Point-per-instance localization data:

○ ○ ○ ○ ○

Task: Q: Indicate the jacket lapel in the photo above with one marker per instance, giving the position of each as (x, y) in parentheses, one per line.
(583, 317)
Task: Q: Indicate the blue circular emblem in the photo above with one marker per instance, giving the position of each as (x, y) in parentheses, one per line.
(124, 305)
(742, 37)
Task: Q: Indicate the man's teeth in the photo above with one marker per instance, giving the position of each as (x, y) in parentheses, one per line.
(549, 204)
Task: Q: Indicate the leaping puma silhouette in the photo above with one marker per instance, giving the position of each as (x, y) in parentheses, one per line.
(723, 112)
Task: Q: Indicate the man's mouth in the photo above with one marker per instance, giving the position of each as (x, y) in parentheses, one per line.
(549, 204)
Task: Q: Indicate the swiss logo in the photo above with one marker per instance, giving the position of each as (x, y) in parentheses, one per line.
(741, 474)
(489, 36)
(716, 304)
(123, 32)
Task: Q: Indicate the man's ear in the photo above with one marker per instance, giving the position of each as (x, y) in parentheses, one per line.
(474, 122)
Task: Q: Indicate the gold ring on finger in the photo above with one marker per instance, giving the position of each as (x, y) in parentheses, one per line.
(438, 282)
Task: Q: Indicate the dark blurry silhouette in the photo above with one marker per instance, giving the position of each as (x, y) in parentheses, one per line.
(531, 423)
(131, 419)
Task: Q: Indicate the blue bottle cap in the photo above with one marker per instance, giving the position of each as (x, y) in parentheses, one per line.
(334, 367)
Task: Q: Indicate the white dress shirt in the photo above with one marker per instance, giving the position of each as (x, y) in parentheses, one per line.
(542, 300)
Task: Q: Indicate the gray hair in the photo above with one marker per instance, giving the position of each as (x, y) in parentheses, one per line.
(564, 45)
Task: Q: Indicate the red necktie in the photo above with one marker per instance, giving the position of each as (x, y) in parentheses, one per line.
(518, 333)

○ ○ ○ ○ ○

Word for word, copy out the entries.

:: RESPONSE TO THIS TASK ::
Task: Q: Indicate the jacket lapel in the photo above with one marker per instance, giving the position of each as (x, y) in parentheses, one per line.
(583, 317)
Task: Q: Indicate the blue circular emblem in the photo above with one marker per instance, giving the position of each as (x, y) in parentheses, one per line.
(124, 305)
(742, 37)
Task: Q: Indicate the man's teeth in the photo above with one marker per instance, giving the position of each as (x, y) in parentheses, one per line.
(549, 204)
Task: Q: Indicate the leaping puma silhouette in the photo above with one marker per instance, giving the position of each as (x, y) in parentheses, one per line.
(723, 112)
Task: Q: Indicate the man's mouth in the photo above with one marker per instance, giving the position of each as (x, y) in parentheses, one per line.
(549, 204)
Task: Q: Indicate the swiss logo in the photo above with one marker per instance, giving the position of each as (x, y) in parentheses, one per line.
(741, 474)
(489, 36)
(716, 304)
(123, 32)
Task: Q: Indicate the man's ear in the photo above with one marker per instance, giving the position of each as (x, y) in parentheses, one per line.
(474, 122)
Task: Q: Indicate the gold ring on finger in the photo above with one marker per instance, giving the position of each as (x, y) in parentheses, one per line.
(438, 282)
Task: Q: Indicate the dark blurry silhouette in the photo above with one marker per instance, giving the position of each as (x, y) in parentheses, one per line.
(531, 423)
(131, 419)
Task: Q: Indicate the blue bottle cap in the photo above with one marker per instance, giving the position of each as (x, y) in parentheses, one per line.
(334, 367)
Task: Q: Indicate the white dress shirt in the photo above with one marker per instance, giving the position of each as (x, y) in parentheses, one per line.
(542, 300)
Task: Q: Indicate the gray hair in the photo above with one marker per instance, giving the position of each as (x, y) in parentheses, one per line.
(564, 45)
Task: Q: Indicate the red necktie in the photo above with one marker per instance, giving the position of each as (x, y) in parentheses, one per line.
(518, 333)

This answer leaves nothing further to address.